### Data rows
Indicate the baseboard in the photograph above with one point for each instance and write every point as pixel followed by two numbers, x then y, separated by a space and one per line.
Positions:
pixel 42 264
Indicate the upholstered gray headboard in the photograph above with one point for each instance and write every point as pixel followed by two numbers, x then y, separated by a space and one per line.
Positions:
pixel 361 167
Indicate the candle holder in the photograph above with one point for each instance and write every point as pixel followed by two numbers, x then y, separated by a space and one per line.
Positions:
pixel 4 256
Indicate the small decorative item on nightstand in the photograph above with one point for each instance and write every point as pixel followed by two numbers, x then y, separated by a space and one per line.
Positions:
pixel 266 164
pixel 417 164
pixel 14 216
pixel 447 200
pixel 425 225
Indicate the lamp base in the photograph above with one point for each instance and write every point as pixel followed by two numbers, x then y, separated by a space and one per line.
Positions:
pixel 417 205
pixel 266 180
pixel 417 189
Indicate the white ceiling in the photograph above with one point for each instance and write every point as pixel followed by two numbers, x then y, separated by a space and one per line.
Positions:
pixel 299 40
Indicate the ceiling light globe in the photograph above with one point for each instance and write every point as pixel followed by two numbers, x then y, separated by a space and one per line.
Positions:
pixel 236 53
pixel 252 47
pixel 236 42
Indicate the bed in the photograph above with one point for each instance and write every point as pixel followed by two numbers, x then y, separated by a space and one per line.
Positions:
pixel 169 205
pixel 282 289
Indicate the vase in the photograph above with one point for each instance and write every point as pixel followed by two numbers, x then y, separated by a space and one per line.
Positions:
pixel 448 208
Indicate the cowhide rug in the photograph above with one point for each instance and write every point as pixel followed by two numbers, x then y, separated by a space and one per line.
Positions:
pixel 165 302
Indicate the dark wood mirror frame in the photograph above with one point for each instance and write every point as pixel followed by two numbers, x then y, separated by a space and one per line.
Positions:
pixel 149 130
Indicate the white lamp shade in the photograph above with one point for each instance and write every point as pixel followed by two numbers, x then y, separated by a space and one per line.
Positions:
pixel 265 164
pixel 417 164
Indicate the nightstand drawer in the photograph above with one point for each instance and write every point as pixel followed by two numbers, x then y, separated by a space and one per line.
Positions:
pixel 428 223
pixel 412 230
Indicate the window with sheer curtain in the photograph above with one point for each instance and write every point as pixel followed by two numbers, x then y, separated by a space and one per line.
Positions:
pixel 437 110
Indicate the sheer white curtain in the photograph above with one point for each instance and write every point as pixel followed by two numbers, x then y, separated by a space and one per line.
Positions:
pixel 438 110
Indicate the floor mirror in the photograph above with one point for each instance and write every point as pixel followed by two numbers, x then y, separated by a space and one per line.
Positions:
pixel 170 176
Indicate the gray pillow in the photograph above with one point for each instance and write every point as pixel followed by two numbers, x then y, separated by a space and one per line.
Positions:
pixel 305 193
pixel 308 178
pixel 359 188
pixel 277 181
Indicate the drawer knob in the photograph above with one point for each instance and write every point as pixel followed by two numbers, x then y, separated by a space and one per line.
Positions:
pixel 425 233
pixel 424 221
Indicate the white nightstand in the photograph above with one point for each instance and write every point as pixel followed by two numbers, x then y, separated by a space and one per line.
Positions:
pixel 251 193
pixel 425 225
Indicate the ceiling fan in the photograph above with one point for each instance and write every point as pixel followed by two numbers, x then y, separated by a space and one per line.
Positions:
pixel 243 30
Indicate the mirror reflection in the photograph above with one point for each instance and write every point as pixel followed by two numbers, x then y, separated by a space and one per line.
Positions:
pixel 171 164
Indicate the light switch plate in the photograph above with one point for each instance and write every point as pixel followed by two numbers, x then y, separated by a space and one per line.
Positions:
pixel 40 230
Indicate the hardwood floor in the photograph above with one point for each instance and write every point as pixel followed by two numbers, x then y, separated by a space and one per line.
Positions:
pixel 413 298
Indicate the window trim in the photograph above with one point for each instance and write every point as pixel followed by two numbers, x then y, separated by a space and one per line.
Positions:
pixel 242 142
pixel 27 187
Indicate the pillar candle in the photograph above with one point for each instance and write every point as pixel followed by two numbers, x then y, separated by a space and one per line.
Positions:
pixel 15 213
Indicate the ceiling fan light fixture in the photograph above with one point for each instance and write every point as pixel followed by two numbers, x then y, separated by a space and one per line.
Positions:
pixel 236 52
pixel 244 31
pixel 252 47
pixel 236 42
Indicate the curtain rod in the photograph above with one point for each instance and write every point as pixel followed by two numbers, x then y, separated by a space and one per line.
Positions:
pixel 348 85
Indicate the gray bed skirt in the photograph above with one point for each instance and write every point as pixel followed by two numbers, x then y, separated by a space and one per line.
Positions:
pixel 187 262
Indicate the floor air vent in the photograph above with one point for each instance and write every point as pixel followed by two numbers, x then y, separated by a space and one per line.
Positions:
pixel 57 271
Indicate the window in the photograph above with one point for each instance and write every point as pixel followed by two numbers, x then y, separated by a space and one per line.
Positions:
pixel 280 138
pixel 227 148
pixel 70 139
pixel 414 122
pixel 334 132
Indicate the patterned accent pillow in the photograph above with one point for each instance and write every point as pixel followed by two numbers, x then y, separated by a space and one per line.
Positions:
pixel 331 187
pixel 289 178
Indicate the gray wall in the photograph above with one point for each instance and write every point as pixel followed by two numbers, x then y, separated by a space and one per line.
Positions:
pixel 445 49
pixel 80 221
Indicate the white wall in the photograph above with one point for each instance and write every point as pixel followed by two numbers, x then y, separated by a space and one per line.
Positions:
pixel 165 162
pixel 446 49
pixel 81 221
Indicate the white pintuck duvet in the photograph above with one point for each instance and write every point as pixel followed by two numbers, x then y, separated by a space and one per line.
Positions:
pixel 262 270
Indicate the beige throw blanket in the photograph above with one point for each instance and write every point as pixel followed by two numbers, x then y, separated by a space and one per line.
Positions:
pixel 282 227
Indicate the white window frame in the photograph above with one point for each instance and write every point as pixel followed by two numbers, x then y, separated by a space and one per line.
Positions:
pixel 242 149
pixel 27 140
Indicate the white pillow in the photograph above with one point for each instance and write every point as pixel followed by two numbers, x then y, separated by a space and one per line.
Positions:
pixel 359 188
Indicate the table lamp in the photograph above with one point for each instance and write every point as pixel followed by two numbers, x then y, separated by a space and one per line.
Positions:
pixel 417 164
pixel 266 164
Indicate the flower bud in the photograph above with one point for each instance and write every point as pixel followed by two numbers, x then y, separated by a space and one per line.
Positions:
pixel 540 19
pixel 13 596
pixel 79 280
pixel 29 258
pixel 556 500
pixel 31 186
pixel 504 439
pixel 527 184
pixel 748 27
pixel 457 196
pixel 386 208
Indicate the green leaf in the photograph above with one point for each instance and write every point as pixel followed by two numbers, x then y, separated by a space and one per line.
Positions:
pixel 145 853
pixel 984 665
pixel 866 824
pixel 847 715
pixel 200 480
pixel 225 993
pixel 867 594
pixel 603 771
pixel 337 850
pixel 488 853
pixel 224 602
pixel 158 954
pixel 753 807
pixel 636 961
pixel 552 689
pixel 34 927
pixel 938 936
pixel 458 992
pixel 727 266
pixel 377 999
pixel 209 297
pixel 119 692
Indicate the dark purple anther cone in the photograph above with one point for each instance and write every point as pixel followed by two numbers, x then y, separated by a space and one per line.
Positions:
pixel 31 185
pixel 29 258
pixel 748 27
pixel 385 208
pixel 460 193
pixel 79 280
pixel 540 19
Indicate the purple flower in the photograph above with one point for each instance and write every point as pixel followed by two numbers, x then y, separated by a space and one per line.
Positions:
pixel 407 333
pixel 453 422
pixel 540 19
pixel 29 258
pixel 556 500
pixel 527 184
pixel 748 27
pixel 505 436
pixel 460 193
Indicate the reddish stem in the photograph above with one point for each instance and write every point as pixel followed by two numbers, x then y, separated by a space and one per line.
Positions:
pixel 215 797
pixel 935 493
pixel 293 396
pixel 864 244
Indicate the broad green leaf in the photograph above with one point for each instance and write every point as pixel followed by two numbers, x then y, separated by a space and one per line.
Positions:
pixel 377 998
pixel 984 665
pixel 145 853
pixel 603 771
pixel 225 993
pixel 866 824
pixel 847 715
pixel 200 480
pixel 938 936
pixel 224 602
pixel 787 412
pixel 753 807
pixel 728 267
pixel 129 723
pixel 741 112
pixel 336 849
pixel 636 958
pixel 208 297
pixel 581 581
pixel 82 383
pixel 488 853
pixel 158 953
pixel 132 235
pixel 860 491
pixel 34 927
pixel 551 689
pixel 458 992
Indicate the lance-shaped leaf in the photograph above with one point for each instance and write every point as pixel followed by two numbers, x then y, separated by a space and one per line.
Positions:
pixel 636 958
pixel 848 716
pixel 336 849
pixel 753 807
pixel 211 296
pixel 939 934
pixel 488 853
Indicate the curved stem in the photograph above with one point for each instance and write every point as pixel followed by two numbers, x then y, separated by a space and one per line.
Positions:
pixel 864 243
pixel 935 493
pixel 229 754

### What is needed
Only the lines from the one that contains "Indicate the broad" to the end of the entries above should be given again, exactly and in full.

### Finished exercise
Indicate the broad green leaf in the photograph above with one point for each instance and write every point as pixel followed by two numbers, x then y, separated by a space and one per line.
Positions:
pixel 377 998
pixel 984 665
pixel 145 853
pixel 603 771
pixel 225 993
pixel 866 824
pixel 847 715
pixel 200 480
pixel 938 936
pixel 224 602
pixel 787 412
pixel 753 807
pixel 728 267
pixel 129 723
pixel 741 112
pixel 336 849
pixel 636 958
pixel 208 297
pixel 581 581
pixel 82 383
pixel 488 853
pixel 158 953
pixel 132 235
pixel 860 491
pixel 34 927
pixel 551 689
pixel 458 992
Indicate the lance-shaped leaf in the photograph above with one point for each instance and write every point as pixel followed by two numbers, x then y, separated by a space and one per line.
Positions:
pixel 636 958
pixel 848 716
pixel 336 849
pixel 753 807
pixel 211 296
pixel 939 934
pixel 488 853
Indicate the curved stem in the photograph above with one point for each instance and write every point as pixel followed by two numbers, x then y, separated by a space and one per line.
Positions:
pixel 864 243
pixel 935 493
pixel 229 754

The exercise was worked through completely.